### [Provided records]
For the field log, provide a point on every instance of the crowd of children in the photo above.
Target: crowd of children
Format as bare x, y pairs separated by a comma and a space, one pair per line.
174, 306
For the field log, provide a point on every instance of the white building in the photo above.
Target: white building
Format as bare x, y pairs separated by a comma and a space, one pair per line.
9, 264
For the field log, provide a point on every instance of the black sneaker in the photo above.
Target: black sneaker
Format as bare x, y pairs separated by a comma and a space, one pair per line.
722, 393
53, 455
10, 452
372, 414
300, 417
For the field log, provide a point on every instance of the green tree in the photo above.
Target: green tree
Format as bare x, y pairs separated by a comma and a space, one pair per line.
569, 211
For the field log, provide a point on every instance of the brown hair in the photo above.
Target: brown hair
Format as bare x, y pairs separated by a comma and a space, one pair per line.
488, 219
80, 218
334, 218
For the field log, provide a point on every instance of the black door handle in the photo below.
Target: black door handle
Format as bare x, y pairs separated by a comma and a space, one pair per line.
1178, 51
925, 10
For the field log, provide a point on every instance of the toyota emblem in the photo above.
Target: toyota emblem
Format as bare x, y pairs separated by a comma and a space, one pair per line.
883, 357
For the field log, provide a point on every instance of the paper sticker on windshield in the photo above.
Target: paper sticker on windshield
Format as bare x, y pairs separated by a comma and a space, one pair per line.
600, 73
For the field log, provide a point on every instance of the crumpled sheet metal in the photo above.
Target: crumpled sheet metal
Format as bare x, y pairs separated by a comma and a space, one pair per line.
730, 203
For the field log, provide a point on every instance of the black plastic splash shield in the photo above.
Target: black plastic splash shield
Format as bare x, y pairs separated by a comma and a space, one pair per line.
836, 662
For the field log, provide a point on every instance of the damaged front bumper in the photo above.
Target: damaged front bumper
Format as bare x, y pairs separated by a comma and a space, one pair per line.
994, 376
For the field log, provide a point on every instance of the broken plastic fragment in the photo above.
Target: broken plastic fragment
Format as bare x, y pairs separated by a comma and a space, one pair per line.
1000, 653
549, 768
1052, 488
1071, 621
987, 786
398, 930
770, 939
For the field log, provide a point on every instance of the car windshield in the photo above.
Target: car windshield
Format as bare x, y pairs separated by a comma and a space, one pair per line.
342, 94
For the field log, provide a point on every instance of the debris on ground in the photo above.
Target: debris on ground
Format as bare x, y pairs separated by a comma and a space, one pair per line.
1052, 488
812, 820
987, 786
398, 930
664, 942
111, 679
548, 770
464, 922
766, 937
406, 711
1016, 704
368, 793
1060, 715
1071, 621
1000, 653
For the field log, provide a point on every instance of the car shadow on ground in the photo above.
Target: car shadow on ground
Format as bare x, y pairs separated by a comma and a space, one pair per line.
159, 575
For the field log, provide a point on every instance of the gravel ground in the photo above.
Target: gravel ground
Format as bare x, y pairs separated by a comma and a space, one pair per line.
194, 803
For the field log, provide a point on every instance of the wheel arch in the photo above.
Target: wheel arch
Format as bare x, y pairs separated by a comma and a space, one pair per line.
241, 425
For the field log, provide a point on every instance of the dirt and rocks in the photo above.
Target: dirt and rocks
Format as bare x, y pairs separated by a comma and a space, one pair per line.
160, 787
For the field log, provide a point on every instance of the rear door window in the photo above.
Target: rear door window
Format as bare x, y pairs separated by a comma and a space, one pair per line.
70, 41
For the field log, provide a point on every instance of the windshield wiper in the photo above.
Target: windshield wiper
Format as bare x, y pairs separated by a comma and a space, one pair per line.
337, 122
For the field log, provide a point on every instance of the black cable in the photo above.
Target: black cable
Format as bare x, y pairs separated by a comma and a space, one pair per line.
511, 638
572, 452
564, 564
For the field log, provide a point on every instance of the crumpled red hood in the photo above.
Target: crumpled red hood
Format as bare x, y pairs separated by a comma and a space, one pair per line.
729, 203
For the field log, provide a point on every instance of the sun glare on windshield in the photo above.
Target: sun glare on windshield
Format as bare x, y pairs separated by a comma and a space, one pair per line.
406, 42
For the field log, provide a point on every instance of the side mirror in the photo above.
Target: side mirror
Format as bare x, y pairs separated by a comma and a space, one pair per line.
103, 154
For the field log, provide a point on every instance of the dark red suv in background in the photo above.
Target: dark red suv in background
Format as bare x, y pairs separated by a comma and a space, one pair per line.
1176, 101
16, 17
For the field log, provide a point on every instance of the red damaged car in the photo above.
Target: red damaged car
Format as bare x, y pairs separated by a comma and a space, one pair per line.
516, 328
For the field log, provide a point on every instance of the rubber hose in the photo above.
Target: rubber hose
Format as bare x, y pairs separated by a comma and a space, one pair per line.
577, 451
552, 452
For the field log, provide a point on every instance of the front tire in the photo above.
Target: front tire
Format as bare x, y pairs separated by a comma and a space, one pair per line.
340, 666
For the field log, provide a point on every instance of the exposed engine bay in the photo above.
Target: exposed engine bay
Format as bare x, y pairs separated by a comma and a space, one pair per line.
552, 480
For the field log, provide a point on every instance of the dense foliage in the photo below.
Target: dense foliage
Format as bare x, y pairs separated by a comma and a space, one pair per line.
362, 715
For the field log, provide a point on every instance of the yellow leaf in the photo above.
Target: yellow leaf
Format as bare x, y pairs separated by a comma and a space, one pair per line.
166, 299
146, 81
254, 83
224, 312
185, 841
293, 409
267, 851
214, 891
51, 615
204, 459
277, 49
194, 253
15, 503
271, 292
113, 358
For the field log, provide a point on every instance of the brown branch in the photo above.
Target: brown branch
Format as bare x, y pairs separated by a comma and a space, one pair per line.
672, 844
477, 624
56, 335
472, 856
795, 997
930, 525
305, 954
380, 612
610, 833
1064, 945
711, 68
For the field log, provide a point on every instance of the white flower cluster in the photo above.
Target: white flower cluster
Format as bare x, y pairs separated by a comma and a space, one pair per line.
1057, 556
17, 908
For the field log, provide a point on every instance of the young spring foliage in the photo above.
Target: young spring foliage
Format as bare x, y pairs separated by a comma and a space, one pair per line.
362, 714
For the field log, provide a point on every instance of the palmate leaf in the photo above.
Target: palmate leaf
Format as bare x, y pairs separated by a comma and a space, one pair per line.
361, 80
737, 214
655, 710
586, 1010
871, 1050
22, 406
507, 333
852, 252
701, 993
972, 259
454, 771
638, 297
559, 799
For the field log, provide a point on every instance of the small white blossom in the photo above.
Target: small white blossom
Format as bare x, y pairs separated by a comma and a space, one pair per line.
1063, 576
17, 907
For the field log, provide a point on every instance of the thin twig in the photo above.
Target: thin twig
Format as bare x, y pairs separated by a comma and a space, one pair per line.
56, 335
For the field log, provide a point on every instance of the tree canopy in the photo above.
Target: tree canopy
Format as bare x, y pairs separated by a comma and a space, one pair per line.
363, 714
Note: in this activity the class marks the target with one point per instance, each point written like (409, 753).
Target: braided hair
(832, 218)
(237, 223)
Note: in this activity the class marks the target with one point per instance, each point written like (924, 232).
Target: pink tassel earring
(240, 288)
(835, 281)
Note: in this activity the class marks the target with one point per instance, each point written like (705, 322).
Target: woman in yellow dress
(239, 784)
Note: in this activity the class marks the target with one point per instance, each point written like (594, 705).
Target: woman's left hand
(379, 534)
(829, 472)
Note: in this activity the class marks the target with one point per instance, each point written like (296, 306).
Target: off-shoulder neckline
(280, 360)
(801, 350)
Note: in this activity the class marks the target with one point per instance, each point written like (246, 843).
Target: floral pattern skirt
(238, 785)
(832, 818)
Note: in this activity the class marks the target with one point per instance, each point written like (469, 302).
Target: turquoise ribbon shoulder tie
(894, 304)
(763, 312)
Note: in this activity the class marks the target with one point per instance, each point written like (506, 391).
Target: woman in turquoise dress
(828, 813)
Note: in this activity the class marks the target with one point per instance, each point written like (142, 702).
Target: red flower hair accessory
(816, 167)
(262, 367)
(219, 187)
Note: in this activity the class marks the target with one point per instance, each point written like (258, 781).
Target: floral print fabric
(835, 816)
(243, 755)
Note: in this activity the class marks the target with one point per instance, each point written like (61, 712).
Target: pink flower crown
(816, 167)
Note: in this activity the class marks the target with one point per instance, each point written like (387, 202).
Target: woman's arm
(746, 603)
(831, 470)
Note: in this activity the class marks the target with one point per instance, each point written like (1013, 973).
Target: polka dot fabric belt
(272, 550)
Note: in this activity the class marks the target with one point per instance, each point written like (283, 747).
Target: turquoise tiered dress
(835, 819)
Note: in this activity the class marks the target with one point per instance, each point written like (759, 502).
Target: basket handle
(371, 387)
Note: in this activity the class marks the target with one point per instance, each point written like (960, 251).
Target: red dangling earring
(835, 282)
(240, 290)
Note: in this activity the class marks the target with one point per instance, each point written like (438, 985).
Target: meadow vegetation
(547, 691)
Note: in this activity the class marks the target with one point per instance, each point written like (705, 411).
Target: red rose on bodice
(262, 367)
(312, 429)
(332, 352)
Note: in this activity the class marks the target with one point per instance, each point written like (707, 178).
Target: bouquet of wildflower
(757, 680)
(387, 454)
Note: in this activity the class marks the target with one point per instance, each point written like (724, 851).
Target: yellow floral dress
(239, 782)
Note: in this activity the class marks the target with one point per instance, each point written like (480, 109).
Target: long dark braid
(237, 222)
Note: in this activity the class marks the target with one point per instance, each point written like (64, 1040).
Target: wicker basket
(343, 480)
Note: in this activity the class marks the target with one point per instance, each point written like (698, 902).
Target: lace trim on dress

### [What to do]
Print the listing above from its first line through the line with "Target: white building", and stop there.

### [Task result]
For the field log, provide a point on every instance of the crowd of children in the photo above.
Target: crowd of children
Format as bare x, y pairs separated by a comma and a space, one pair per line.
174, 306
For the field log, provide a point on every instance of the white building in the photo above.
Target: white building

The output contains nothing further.